### TASK GOAL
Continue the forum thread on auto-detecting a resource's text encoding with stringWithContentsOfURL, starting right after its last sentence.

3

Is there a way to "auto detect" the encoding of a resource when loading it using stringFromContentsOfURL? The current (non-depracated) method, + (id)stringWithContentsOfURL:(NSURL *)url encoding:(NSStringEncoding)enc error:(NSError **)error;, wants a URL encoding. I've noticed that getting it wrong does make a difference for what I want to do. Is there a way to check this somehow and always get it right? (Right now I'm using UTF8.)

Moshe
  • 57,511
  • 78
  • 272
  • 425

2 Answers2

4

I'd try this function from the docs

Returns a string created by reading data from a given URL and returns by reference the encoding used to interpret the data.

### LISTED RECORDS
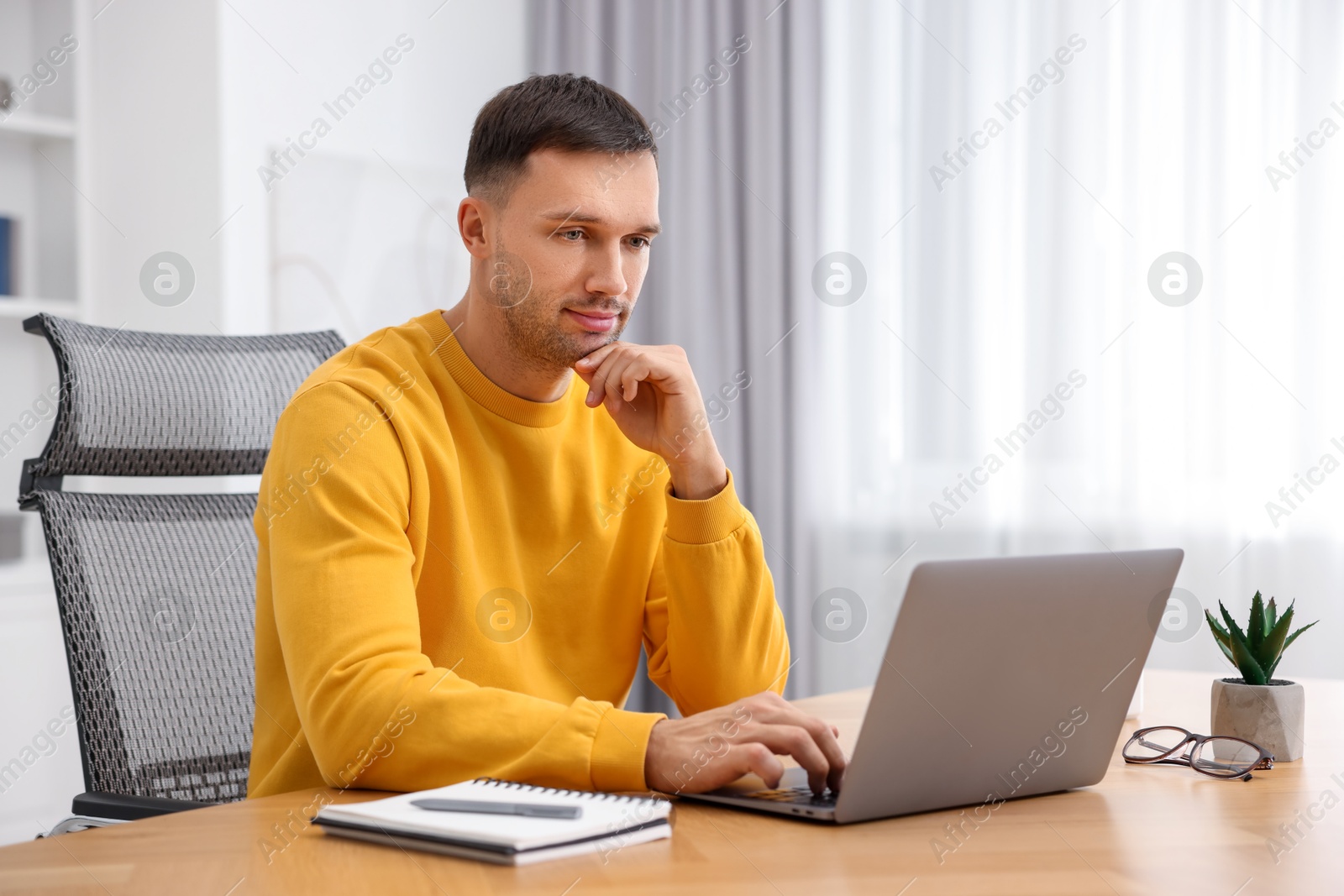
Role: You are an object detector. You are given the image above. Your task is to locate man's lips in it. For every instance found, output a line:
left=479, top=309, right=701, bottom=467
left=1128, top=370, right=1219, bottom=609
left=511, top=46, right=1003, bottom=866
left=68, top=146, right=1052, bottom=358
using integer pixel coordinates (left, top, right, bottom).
left=564, top=307, right=620, bottom=333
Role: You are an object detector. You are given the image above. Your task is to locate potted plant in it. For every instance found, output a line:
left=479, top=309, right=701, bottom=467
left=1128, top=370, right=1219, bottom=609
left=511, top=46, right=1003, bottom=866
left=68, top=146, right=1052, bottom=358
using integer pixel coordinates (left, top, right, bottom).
left=1205, top=591, right=1315, bottom=762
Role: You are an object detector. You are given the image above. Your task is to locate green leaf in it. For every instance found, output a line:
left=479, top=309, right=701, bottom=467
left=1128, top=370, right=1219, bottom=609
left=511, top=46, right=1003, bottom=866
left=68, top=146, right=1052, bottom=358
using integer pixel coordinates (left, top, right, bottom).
left=1232, top=639, right=1268, bottom=685
left=1246, top=591, right=1265, bottom=657
left=1218, top=600, right=1246, bottom=646
left=1255, top=607, right=1293, bottom=668
left=1205, top=610, right=1236, bottom=666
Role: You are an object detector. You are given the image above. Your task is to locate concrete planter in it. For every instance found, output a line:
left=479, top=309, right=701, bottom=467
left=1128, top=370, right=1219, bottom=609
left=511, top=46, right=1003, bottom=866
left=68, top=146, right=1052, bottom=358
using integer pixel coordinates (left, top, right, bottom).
left=1210, top=679, right=1306, bottom=762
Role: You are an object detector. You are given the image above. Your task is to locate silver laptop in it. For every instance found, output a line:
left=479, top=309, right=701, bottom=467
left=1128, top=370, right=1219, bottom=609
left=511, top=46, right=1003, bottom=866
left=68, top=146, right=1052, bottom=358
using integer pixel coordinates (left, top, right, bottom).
left=681, top=549, right=1184, bottom=825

### RESULT OF THE EXERCISE
+ (id)stringWithContentsOfURL:(NSURL *)url usedEncoding:(NSStringEncoding *)enc error:(NSError **)error

this seems to guess the encoding and then returns it to you

ThomasW
  • 16,981
  • 4
  • 79
  • 106
Dave.B
  • 6,632
  • 1
  • 19
  • 20
2

What I normally do when converting data (encoding-less string of bytes) to a string is attempt to initialize the string using various different encodings. I would suggest trying the most limiting (charset wise) encodings like ASCII and UTF-8 first, then attempt UTF-16. If none of those are a valid encoding, you should attempt to decode the string using a fallback encoding like NSWindowsCP1252StringEncoding that will almost always work. In order to do this you need to download the page's contents using NSData so that you don't have to re-download for every encoding attempt. Your code might look like this:

NSData * urlData = [NSData dataWithContentsOfURL:aURL];
NSString * theString = [[NSString alloc] initWithData:urlData encoding:NSASCIIStringEncoding];
if (!theString) {
    theString = [[NSString alloc] initWithData:urlData encoding:NSUTF8StringEncoding];
}
if (!theString) {
    theString = [[NSString alloc] initWithData:urlData encoding:NSUTF16StringEncoding];
}
if (!theString) {
    theString = [[NSString alloc] initWithData:urlData NSWindowsCP1252StringEncoding];
}
// ...
// use theString here...
// ...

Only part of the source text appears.